• **PROBLEM DESCRIPTION**
Work out how many lines in the entries below include the word "steam", and give only that figure.
*** SUPPLIED INFORMATION ***
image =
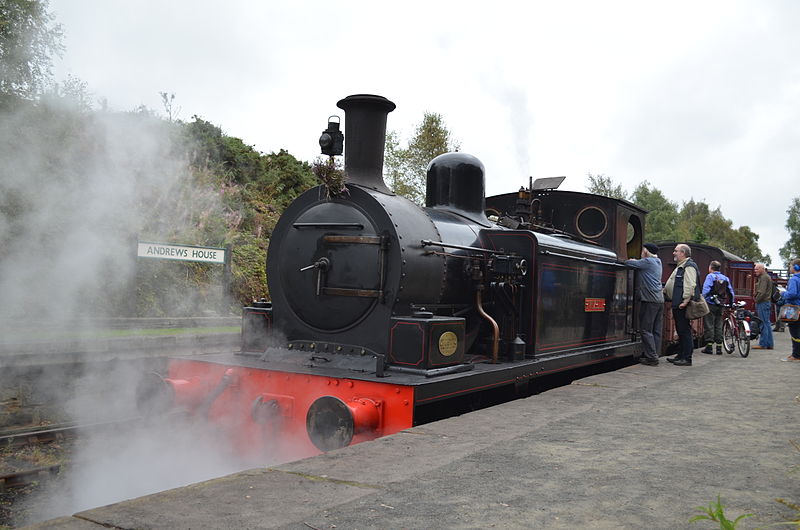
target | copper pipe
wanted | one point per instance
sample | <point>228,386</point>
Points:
<point>495,327</point>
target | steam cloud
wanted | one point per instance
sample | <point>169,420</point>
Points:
<point>76,189</point>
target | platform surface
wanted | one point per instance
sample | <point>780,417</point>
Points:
<point>640,447</point>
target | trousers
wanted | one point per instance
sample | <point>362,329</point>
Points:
<point>712,324</point>
<point>764,310</point>
<point>651,321</point>
<point>684,333</point>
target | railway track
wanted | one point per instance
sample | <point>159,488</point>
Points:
<point>11,440</point>
<point>19,479</point>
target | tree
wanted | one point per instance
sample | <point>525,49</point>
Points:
<point>28,40</point>
<point>663,213</point>
<point>791,250</point>
<point>405,168</point>
<point>602,185</point>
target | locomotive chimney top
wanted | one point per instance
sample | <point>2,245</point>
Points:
<point>365,139</point>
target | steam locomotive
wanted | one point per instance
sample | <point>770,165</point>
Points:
<point>385,314</point>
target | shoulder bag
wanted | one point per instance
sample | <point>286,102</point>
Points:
<point>697,308</point>
<point>789,313</point>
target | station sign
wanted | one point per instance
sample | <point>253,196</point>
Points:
<point>181,252</point>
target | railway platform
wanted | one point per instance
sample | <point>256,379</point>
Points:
<point>640,447</point>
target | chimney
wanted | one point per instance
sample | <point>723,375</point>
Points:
<point>365,139</point>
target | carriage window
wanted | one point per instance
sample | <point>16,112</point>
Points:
<point>591,222</point>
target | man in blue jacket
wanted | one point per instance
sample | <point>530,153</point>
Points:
<point>792,296</point>
<point>718,291</point>
<point>651,308</point>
***
• **RESULT OF THE EXERCISE**
2